GOAL OF THE EXERCISE: Please reproduce the whole article on the 2012 VAT audit program in the Philippines word for word.

TEXT SEGMENT:
[start]
2012 Value Added Tax Audit Program in the Philippines


In an effort to broaden the VAT taxpayer’s base to enhance  taxpayers’ voluntary compliance of value added tax in the Philippines with the end view of increasing the collection, the Bureau of Internal Revenue (BIR) has recently launched a 2012 value added tax (VAT) audit program in the Philippines covering non-large value added taxpayers in the Philippines under Revenue Memorandum Order No. 20-2012 dated August 23, 2012 (RMO No. 20-2012).

In general, BIR conducts an audit of value added taxes in the Philippines on an annual basis, and tax audit of value added taxpayers is mostly coupled with examination of other internal revenue taxes – e.g. annual audit of “all internal revenue taxes” or “income and value added tax”. This present 2012 VAT audit program in the Philippines is a new interim audit policy of the BIR to impose strict compliance with the value added tax regulations in the Philippines and improve collections in the process.

One (1) electronic letter of authority (eLA) shall be issued for each taxable quarter or for two (2) quarters by the Regional Director (RD) upon recommendation of the VAT Audit Head, and only ROs–Assessment who are part of the VAT Audit Team of their respective region shall be authorized to conduct audit and investigation of VAT returns, whether in principal or assisting capacity.

If the taxpayer has been previously selected in the RDO for regular audit of all internal revenue tax liabilities in 2011 or any prior year, significant findings on the audit of VAT should be communicated to the Chief-AD for possible risk identification in the current quarters. If an eLA has been issued under the VAT audit program and subsequently, the taxpayer becomes a candidate for regular audit  in the RDO  based on the selection criteria under the annual audit program, the request for eLA for regular audit should not include the VAT liability.
[end]
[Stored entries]
[start]
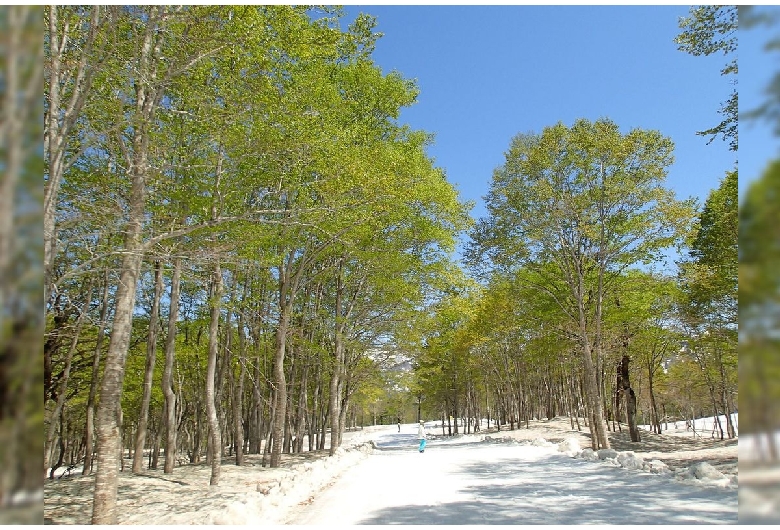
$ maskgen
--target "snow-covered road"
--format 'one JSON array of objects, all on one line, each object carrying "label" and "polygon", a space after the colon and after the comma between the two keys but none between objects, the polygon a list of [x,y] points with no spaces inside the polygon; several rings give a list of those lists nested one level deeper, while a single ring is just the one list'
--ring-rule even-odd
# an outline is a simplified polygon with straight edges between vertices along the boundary
[{"label": "snow-covered road", "polygon": [[[408,431],[408,429],[404,429]],[[382,433],[289,524],[718,524],[737,491],[571,458],[555,447]]]}]

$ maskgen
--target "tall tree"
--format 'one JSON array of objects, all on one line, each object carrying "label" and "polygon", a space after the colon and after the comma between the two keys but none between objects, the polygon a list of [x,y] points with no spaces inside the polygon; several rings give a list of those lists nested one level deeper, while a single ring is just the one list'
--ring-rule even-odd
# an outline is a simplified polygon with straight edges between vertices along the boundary
[{"label": "tall tree", "polygon": [[734,88],[726,102],[721,105],[719,114],[723,120],[716,126],[696,134],[710,136],[711,143],[718,136],[729,143],[729,149],[736,151],[739,146],[739,96],[737,84],[737,6],[705,5],[694,6],[690,16],[680,19],[680,33],[674,42],[678,49],[691,55],[711,55],[720,53],[732,57],[721,69],[721,75],[734,76]]},{"label": "tall tree", "polygon": [[692,204],[663,187],[672,149],[657,131],[622,134],[605,119],[517,136],[467,253],[473,264],[484,254],[499,268],[538,271],[533,287],[575,325],[594,448],[609,447],[600,390],[605,295],[622,270],[679,242],[692,219]]}]

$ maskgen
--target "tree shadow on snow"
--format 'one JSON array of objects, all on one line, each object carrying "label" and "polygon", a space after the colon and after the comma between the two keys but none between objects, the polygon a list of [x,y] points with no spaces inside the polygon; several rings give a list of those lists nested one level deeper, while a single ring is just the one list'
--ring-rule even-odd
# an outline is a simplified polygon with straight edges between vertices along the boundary
[{"label": "tree shadow on snow", "polygon": [[[464,464],[470,501],[397,506],[360,524],[720,524],[737,523],[737,493],[554,455],[534,461]],[[567,477],[562,482],[560,477]],[[424,482],[424,481],[423,481]],[[727,498],[726,502],[723,501]]]}]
[end]
WORKED SOLUTION:
2012 Value Added Tax Audit Program in the Philippines


In an effort to broaden the VAT taxpayer’s base to enhance  taxpayers’ voluntary compliance of value added tax in the Philippines with the end view of increasing the collection, the Bureau of Internal Revenue (BIR) has recently launched a 2012 value added tax (VAT) audit program in the Philippines covering non-large value added taxpayers in the Philippines under Revenue Memorandum Order No. 20-2012 dated August 23, 2012 (RMO No. 20-2012).

In general, BIR conducts an audit of value added taxes in the Philippines on an annual basis, and tax audit of value added taxpayers is mostly coupled with examination of other internal revenue taxes – e.g. annual audit of “all internal revenue taxes” or “income and value added tax”. This present 2012 VAT audit program in the Philippines is a new interim audit policy of the BIR to impose strict compliance with the value added tax regulations in the Philippines and improve collections in the process.

One (1) electronic letter of authority (eLA) shall be issued for each taxable quarter or for two (2) quarters by the Regional Director (RD) upon recommendation of the VAT Audit Head, and only ROs–Assessment who are part of the VAT Audit Team of their respective region shall be authorized to conduct audit and investigation of VAT returns, whether in principal or assisting capacity.

If the taxpayer has been previously selected in the RDO for regular audit of all internal revenue tax liabilities in 2011 or any prior year, significant findings on the audit of VAT should be communicated to the Chief-AD for possible risk identification in the current quarters. If an eLA has been issued under the VAT audit program and subsequently, the taxpayer becomes a candidate for regular audit  in the RDO  based on the selection criteria under the annual audit program, the request for eLA for regular audit should not include the VAT liability.